- _DIRECTIONS FOR THIS TASK_
Convert the items below into a two-column CSV with the headers item_text and answer, one row per item. Put each field in double quotes and replace any line breaks inside a field with spaces.

------------------------------------

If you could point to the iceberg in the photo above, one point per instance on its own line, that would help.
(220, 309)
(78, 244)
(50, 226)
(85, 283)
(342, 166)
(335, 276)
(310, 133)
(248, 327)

------------------------------------

- _REPLY TO THE TASK_
item_text,answer
"If you could point to the iceberg in the photo above, one point per instance on its own line, that would help.","(220, 309) (78, 244) (50, 226) (85, 283) (342, 166) (335, 276) (310, 133) (248, 327)"